## SUPPLIED RECORDS:

◆ ◆ ◆ ◆ ◆ ◆ ◆

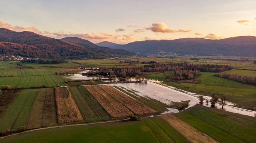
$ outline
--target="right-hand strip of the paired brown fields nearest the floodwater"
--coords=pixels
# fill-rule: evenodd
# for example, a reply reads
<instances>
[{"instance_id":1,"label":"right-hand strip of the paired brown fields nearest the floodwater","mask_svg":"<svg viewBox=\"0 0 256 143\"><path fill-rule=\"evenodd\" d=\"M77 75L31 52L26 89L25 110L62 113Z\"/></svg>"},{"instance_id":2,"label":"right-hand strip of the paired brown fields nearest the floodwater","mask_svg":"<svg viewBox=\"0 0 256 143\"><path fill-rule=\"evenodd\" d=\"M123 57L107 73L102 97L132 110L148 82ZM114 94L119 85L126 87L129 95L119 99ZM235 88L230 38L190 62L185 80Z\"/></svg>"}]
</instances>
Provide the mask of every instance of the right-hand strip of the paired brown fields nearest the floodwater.
<instances>
[{"instance_id":1,"label":"right-hand strip of the paired brown fields nearest the floodwater","mask_svg":"<svg viewBox=\"0 0 256 143\"><path fill-rule=\"evenodd\" d=\"M130 109L136 115L142 116L157 113L157 111L155 111L154 109L151 109L140 101L135 100L134 98L124 94L123 92L120 92L112 86L101 86L101 89L114 97L117 101L122 103L125 107Z\"/></svg>"}]
</instances>

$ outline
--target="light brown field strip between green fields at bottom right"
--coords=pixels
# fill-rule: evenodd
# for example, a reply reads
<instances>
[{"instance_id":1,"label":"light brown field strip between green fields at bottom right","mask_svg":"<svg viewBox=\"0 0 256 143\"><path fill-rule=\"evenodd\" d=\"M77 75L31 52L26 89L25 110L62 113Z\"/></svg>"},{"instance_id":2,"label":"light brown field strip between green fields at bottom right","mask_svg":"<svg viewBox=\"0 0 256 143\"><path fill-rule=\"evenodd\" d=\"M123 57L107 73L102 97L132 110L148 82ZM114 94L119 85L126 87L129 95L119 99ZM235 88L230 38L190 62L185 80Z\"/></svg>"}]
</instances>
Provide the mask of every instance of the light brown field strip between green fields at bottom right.
<instances>
[{"instance_id":1,"label":"light brown field strip between green fields at bottom right","mask_svg":"<svg viewBox=\"0 0 256 143\"><path fill-rule=\"evenodd\" d=\"M172 114L163 115L161 118L183 137L189 140L190 143L218 143L216 140L206 136L204 133L198 131Z\"/></svg>"}]
</instances>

◆ ◆ ◆ ◆ ◆ ◆ ◆

## BRIEF:
Tally every line in the listing that holds "target" and answer with the total only.

## EXERCISE RESPONSE:
2